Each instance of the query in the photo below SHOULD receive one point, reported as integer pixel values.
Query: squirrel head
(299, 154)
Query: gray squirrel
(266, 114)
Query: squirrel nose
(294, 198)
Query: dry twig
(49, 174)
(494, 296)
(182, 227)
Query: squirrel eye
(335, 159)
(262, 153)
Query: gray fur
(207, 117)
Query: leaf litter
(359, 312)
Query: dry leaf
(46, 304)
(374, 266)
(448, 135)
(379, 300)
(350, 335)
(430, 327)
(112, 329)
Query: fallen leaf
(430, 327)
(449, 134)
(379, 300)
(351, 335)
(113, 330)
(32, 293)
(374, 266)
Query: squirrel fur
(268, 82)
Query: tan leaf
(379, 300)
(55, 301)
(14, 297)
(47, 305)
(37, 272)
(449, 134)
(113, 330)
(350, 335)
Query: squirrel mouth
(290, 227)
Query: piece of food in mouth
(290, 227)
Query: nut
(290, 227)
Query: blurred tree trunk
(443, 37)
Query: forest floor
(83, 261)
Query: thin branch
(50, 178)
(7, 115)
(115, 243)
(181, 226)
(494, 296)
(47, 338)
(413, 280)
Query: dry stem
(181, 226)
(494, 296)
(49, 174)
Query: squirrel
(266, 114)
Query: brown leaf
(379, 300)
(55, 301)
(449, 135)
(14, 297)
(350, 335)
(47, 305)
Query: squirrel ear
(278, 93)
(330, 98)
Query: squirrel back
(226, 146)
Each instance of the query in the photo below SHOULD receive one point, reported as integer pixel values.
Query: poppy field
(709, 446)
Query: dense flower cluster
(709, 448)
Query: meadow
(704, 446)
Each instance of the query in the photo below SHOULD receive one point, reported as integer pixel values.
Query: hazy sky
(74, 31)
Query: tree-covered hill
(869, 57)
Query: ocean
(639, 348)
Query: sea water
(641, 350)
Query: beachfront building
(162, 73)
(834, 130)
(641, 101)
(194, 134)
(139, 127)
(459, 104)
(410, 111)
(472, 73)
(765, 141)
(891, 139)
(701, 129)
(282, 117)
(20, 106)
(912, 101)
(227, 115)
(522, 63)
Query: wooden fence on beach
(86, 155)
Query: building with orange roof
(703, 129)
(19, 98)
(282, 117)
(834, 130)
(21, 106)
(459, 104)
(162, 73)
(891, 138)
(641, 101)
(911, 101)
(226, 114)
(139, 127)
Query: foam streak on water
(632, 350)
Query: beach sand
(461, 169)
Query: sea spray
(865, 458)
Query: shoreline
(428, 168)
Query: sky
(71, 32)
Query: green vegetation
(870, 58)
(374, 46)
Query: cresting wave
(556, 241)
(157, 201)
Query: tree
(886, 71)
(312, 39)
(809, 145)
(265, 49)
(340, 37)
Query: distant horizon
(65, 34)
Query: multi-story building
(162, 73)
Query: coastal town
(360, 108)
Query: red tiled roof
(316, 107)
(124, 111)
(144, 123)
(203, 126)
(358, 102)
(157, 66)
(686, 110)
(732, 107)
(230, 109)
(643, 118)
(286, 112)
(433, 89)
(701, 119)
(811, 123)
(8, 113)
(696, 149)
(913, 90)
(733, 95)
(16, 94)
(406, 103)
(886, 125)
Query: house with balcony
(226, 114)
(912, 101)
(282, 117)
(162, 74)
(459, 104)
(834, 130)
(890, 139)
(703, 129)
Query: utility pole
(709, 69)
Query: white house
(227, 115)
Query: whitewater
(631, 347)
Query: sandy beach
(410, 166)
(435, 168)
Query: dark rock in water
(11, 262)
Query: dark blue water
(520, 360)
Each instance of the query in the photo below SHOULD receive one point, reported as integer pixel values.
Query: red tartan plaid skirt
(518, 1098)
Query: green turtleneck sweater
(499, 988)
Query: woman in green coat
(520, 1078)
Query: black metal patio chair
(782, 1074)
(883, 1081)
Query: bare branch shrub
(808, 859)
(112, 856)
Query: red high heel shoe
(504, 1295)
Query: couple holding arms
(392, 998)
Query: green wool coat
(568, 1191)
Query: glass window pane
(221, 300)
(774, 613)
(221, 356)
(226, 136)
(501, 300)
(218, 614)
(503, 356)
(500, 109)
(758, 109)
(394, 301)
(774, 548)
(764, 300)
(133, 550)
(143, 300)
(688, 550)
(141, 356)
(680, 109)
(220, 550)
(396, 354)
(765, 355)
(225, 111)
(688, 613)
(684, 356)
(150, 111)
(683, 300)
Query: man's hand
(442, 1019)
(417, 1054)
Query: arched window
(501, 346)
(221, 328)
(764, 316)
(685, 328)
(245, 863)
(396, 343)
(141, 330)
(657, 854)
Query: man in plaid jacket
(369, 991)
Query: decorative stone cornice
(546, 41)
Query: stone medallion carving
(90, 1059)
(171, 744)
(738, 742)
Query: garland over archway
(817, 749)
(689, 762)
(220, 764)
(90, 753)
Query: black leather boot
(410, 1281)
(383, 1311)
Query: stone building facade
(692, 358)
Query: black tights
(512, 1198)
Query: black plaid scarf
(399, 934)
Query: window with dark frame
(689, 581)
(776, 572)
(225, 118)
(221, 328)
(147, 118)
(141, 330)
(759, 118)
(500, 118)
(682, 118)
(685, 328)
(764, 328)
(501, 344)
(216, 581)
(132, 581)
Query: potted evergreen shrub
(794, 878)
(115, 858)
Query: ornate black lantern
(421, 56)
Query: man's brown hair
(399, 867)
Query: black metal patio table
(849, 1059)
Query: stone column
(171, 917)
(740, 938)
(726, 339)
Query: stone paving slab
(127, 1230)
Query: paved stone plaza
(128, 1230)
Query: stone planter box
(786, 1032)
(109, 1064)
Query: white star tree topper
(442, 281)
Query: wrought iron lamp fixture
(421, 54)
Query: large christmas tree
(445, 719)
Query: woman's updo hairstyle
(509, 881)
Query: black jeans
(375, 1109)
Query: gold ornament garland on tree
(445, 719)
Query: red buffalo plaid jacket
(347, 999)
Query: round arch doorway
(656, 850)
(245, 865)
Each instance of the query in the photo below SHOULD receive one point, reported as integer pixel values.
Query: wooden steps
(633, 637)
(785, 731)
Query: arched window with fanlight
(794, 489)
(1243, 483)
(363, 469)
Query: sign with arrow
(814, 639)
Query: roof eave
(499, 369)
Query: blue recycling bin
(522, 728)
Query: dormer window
#####
JOB: Quote only the lines from the line containing "Query: garland over archway" through the end of the listing, please, keeping both the first and the last line.

COMPLETE ANSWER:
Query: garland over archway
(817, 749)
(689, 762)
(220, 764)
(90, 753)
Query: black leather boot
(410, 1281)
(383, 1311)
Query: stone building facade
(692, 358)
Query: black tights
(512, 1198)
Query: black plaid scarf
(399, 934)
Query: window with dark frame
(689, 581)
(776, 572)
(225, 118)
(221, 328)
(147, 118)
(141, 330)
(759, 118)
(500, 118)
(682, 118)
(685, 328)
(764, 328)
(501, 344)
(216, 581)
(132, 581)
Query: potted evergreen shrub
(794, 878)
(115, 858)
Query: ornate black lantern
(421, 56)
Query: man's brown hair
(399, 867)
Query: black metal patio table
(849, 1059)
Query: stone column
(171, 917)
(740, 938)
(726, 339)
Query: stone paving slab
(127, 1230)
Query: paved stone plaza
(128, 1230)
Query: stone planter box
(786, 1032)
(109, 1064)
Query: white star tree topper
(442, 281)
Query: wrought iron lamp fixture
(421, 54)
Query: large christmas tree
(445, 719)
Query: woman's updo hairstyle
(509, 881)
Query: black jeans
(375, 1109)
Query: gold ornament garland on tree
(445, 719)
Query: red buffalo plaid jacket
(347, 999)
Query: round arch doorway
(656, 850)
(245, 865)
Each instance of the query in the photo below SHOULD receive one point, reported as integer pixel values.
Query: wooden steps
(633, 637)
(785, 731)
Query: arched window with fanlight
(794, 489)
(1243, 483)
(363, 469)
Query: sign with arrow
(814, 639)
Query: roof eave
(499, 369)
Query: blue recycling bin
(522, 728)
Query: dormer window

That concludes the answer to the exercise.